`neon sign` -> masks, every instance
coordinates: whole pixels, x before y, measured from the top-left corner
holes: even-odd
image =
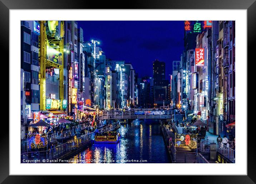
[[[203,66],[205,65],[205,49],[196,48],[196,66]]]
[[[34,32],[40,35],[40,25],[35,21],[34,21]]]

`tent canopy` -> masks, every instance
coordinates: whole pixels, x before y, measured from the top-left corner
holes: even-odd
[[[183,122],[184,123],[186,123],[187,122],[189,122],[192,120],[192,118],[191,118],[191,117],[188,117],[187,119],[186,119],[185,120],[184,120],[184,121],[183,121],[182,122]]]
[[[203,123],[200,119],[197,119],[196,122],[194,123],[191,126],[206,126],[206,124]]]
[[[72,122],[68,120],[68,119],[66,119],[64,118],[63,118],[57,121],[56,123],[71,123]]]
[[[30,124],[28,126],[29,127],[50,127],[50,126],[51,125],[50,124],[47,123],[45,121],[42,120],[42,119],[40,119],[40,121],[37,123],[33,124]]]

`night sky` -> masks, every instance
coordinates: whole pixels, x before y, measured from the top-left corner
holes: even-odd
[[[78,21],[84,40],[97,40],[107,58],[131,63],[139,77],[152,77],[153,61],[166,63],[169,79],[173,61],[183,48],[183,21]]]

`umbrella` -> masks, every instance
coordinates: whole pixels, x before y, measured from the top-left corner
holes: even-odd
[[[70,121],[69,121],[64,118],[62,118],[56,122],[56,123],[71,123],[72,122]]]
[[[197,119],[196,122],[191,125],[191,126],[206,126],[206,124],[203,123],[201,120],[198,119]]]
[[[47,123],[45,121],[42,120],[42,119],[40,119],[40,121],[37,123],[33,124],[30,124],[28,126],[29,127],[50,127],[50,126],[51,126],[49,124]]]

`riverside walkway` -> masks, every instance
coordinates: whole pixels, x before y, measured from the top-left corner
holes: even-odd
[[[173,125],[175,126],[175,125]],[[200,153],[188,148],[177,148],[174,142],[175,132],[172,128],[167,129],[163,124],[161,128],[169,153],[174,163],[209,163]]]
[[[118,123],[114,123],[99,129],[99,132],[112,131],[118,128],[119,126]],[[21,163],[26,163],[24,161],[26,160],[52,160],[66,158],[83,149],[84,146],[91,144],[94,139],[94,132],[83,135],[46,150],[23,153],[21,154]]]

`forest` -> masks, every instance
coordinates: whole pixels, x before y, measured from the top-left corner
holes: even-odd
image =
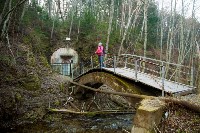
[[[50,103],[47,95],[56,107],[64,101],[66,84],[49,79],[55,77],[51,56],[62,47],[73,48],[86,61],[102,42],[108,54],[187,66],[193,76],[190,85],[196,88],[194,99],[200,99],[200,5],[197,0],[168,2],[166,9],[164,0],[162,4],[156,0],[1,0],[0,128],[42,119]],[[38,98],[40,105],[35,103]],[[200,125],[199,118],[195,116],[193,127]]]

• • •

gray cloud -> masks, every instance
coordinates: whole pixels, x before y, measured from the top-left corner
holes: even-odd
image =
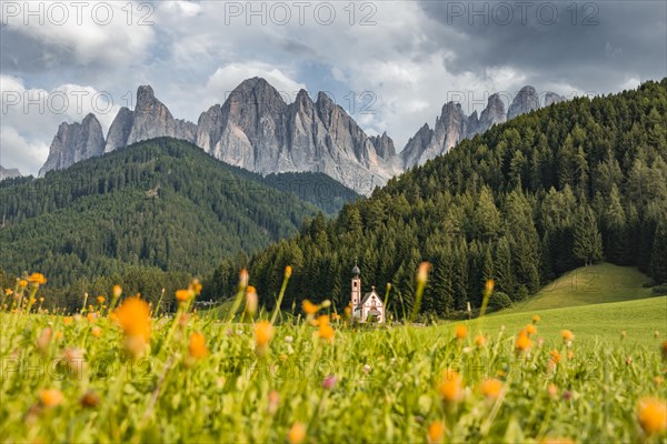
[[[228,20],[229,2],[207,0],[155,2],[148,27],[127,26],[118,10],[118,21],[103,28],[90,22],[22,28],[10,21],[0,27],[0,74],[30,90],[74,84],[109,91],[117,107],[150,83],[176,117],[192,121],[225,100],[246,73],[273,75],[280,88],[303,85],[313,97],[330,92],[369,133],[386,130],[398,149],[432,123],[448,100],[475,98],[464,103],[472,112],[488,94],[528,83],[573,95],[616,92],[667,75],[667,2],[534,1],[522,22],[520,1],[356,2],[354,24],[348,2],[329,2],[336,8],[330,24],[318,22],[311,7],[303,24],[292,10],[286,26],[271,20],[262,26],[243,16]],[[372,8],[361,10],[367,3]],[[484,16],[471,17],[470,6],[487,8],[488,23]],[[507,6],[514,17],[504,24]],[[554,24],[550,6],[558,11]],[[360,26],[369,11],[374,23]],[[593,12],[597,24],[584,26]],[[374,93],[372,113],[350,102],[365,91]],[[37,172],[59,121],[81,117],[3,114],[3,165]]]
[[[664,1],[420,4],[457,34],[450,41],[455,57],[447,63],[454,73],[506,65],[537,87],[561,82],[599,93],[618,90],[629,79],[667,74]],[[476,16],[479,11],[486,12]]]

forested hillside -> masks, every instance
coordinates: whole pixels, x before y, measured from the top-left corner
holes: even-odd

• • •

### EXERCISE DETAILS
Locate each line in the records above that contains the word "every", and copy those lines out in order.

### WRITTEN SOLUTION
`neon sign` -> masks, every instance
`tent canopy` -> masks, every instance
`night sky` -> masks, every instance
`umbrella` -> masks, every instance
`riverside walkway` -> masks, every instance
`forest` -> masks, every instance
gray cloud -> masks, every instance
forested hillside -> masks, every instance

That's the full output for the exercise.